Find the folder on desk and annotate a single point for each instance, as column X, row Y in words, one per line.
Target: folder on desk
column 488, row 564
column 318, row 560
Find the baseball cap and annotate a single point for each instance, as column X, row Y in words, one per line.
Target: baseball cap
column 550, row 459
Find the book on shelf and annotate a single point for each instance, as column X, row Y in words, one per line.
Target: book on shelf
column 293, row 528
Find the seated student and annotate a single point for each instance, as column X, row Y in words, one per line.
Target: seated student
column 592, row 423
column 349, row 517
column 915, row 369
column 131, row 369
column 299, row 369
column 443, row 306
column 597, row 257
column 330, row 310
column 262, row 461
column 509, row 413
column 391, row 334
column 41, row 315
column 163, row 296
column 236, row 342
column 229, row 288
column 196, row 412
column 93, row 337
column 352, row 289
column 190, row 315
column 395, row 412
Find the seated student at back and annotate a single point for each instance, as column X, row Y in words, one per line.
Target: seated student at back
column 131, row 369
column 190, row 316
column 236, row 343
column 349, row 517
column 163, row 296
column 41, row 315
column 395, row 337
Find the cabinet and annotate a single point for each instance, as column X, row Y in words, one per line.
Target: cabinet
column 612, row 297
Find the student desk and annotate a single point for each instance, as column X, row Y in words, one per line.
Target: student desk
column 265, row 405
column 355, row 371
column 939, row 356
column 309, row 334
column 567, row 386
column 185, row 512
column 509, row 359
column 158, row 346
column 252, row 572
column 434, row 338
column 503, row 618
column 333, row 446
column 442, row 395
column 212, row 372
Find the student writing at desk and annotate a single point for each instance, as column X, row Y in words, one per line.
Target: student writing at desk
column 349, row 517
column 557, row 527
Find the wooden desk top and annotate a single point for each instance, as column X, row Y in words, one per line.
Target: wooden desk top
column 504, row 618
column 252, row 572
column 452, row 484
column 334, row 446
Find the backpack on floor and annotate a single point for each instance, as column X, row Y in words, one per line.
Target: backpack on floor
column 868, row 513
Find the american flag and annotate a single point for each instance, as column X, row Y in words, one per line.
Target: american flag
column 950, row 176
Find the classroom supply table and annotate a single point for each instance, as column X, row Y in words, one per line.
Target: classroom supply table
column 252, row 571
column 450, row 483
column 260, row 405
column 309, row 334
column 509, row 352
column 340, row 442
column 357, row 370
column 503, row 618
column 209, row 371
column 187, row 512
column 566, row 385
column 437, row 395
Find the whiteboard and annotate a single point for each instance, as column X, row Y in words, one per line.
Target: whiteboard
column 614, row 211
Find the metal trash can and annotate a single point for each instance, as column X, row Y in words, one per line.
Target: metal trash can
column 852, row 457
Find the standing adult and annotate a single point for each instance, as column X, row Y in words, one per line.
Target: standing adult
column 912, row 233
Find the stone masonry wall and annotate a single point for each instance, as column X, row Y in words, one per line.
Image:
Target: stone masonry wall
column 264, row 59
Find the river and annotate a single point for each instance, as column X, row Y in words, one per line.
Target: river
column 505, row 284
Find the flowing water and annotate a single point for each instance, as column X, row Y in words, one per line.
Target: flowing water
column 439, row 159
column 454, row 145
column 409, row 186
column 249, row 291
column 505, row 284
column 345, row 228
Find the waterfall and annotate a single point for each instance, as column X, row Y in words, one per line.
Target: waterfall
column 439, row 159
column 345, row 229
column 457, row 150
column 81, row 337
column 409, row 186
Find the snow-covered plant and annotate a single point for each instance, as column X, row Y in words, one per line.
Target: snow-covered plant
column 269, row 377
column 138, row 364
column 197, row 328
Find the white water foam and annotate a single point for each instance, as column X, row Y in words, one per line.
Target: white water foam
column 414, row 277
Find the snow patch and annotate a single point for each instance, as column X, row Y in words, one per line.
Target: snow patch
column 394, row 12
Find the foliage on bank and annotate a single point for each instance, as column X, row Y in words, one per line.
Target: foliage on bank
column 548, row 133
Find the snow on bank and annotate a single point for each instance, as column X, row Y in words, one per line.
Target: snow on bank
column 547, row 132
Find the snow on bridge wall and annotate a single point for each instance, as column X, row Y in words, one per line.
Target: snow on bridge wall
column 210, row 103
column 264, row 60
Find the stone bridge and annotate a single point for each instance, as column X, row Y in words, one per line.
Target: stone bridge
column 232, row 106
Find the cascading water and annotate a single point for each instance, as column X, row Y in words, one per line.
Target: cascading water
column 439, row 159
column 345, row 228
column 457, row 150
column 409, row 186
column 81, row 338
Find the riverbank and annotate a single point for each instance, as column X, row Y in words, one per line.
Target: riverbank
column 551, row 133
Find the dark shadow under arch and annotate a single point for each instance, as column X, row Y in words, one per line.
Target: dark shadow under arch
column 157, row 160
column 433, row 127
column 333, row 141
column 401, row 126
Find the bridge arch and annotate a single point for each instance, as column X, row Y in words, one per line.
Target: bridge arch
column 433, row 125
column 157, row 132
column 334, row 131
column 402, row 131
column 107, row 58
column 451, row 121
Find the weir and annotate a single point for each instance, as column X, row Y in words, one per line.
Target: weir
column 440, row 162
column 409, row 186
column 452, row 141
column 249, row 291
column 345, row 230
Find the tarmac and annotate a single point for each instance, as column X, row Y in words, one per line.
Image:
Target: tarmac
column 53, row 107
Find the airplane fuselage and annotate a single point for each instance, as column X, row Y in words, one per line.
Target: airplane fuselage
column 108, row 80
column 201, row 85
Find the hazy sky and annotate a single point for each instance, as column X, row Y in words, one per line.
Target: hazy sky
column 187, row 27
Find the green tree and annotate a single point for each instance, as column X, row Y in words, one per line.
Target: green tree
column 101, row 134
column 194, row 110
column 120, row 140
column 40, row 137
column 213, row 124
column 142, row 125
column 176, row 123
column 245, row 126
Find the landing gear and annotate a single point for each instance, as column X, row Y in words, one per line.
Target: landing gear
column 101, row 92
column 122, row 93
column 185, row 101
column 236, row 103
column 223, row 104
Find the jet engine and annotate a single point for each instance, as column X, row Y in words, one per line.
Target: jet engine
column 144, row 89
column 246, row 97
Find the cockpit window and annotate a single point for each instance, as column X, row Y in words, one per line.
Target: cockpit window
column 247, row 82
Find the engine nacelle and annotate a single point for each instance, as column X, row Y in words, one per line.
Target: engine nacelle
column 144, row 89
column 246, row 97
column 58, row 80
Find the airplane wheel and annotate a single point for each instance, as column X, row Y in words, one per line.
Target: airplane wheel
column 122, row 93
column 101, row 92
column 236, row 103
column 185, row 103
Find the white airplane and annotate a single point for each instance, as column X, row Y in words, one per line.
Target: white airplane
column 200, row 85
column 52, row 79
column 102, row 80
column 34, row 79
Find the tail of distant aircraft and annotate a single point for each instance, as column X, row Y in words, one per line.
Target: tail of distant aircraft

# SHORT TASK
Print the rows exactly as they appear, starting at the first line of the rows and ending at the line that contains "column 293, row 528".

# PROBLEM SOLUTION
Find the folder on desk and annotate a single point for each instance, as column X, row Y in words, one per line.
Target: folder on desk
column 488, row 564
column 318, row 560
Find the baseball cap and annotate a single point for each instance, as column X, row Y in words, one per line.
Target: baseball cap
column 550, row 459
Find the book on shelf and annotate a single point for each instance, as column X, row Y in words, one per line.
Target: book on shelf
column 293, row 528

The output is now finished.